Can you copy out, word for word, the lines below from the line containing "Mark one point on every instance of the lip" up to and including the line containing "pixel 90 91"?
====
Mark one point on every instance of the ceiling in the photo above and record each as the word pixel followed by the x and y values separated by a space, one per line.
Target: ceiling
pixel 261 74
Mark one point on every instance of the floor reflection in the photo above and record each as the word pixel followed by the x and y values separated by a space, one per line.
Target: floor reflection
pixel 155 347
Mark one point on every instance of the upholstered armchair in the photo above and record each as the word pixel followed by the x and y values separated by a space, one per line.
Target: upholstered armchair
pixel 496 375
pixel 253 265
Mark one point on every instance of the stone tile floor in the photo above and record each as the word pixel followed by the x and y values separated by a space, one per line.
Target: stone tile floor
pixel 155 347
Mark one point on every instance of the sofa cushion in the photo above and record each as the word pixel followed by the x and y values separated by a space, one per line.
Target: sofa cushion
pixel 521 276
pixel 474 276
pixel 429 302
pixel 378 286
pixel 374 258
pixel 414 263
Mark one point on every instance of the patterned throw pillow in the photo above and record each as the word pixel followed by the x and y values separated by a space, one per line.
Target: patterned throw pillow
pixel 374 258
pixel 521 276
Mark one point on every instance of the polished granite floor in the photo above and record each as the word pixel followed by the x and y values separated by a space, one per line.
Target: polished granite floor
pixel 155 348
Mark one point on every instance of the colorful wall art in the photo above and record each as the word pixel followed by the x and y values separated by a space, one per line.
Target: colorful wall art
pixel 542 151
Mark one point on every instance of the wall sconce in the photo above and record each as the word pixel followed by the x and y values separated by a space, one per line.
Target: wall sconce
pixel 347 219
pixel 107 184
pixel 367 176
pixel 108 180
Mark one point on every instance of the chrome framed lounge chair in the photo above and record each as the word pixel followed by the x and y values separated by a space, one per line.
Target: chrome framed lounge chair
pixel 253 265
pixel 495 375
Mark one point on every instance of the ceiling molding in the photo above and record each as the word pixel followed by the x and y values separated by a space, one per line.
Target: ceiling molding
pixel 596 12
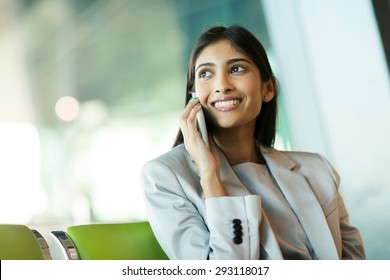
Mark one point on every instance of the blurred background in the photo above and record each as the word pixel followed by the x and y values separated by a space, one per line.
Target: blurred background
pixel 92 89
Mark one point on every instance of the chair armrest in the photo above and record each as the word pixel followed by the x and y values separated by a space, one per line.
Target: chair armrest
pixel 66 244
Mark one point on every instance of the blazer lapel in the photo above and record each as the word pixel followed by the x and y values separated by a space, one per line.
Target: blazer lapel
pixel 303 202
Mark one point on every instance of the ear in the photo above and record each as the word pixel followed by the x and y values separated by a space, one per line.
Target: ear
pixel 269 90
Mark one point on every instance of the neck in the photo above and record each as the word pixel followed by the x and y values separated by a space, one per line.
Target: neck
pixel 237 144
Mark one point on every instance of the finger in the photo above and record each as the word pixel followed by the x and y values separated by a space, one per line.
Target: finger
pixel 187 120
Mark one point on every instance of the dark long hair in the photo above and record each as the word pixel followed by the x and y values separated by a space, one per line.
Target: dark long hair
pixel 245 42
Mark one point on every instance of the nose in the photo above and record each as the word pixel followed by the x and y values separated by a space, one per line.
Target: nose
pixel 223 83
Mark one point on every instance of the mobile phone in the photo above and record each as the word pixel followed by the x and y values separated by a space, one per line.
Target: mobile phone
pixel 201 124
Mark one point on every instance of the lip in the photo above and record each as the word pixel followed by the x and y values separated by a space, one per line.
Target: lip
pixel 226 104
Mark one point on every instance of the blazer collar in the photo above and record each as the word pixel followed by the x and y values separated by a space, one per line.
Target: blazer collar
pixel 298 194
pixel 303 202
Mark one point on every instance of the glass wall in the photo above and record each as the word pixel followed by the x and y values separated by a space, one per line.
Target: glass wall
pixel 90 91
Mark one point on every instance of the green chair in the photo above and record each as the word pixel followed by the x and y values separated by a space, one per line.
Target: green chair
pixel 19 242
pixel 127 241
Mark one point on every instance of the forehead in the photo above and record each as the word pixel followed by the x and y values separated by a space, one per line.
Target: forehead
pixel 219 51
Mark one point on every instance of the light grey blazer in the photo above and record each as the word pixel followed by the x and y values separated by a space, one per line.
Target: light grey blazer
pixel 189 227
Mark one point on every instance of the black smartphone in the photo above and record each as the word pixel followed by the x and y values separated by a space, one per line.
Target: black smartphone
pixel 201 124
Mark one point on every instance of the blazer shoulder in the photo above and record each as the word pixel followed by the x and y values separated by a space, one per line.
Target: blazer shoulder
pixel 175 160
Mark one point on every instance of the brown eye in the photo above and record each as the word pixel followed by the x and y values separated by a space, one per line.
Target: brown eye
pixel 237 69
pixel 204 74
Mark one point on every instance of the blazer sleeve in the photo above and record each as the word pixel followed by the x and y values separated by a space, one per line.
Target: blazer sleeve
pixel 352 244
pixel 184 233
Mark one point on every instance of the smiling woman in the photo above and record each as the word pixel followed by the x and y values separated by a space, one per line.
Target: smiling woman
pixel 241 198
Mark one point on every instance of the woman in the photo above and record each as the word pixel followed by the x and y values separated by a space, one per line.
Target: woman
pixel 240 198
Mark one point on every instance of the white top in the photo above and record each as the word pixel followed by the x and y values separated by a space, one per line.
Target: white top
pixel 290 235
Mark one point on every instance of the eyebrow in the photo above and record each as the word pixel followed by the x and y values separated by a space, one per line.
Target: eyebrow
pixel 230 61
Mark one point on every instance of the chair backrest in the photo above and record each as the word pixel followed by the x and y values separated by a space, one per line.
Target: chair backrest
pixel 121 241
pixel 19 242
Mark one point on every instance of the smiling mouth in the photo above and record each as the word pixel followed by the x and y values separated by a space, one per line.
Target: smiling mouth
pixel 227 104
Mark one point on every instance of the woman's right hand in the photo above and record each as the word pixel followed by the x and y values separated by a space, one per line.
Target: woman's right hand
pixel 206 160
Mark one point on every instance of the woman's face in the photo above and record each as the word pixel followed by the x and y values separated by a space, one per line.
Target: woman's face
pixel 228 86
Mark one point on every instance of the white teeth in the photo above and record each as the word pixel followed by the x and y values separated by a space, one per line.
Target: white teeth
pixel 229 103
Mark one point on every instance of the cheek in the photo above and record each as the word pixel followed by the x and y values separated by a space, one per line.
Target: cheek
pixel 201 93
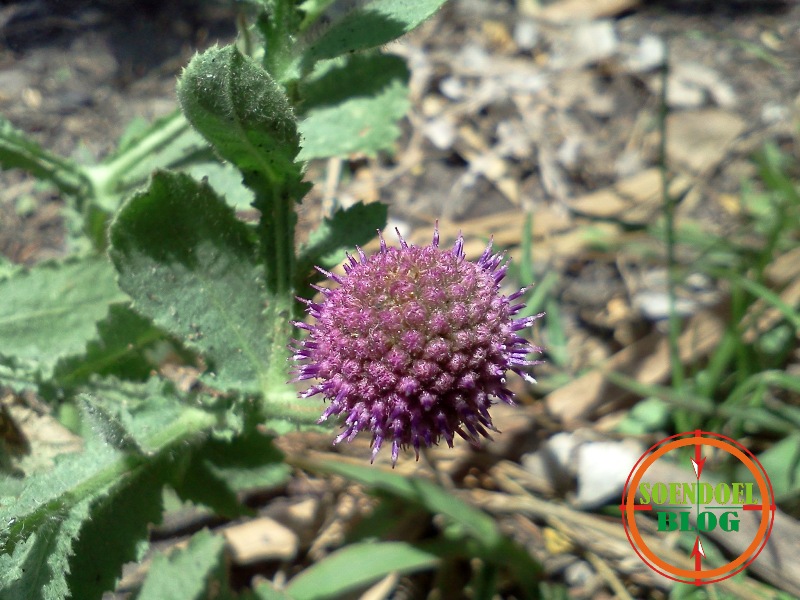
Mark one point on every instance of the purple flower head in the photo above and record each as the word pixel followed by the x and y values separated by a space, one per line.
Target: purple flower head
pixel 414 345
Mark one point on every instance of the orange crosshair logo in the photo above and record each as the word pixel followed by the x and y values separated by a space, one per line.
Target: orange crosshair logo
pixel 716 505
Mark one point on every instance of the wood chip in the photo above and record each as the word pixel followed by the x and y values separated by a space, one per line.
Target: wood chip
pixel 259 540
pixel 699 140
pixel 647 361
pixel 583 10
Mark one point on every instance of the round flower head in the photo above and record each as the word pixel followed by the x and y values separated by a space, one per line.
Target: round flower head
pixel 414 345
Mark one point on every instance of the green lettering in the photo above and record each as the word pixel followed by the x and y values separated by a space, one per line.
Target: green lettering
pixel 667 520
pixel 660 492
pixel 736 493
pixel 748 490
pixel 689 493
pixel 644 492
pixel 722 493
====
EXERCISE SOLUTION:
Mark one point on every instance of the lip in the photo above and record each as the word pixel followed by the x and y values separated by a space, one per line.
Target: lip
pixel 226 104
Mark one point on every instance of the blazer collar in the photo above and record each as the word pixel followed by the x and y values separated by a space, one per line.
Target: blazer collar
pixel 298 194
pixel 303 202
Mark one point on every instance of the glass wall in the photo above and record each as the word pixel followed by the x and y values separated by a space, one per line.
Target: glass wall
pixel 90 91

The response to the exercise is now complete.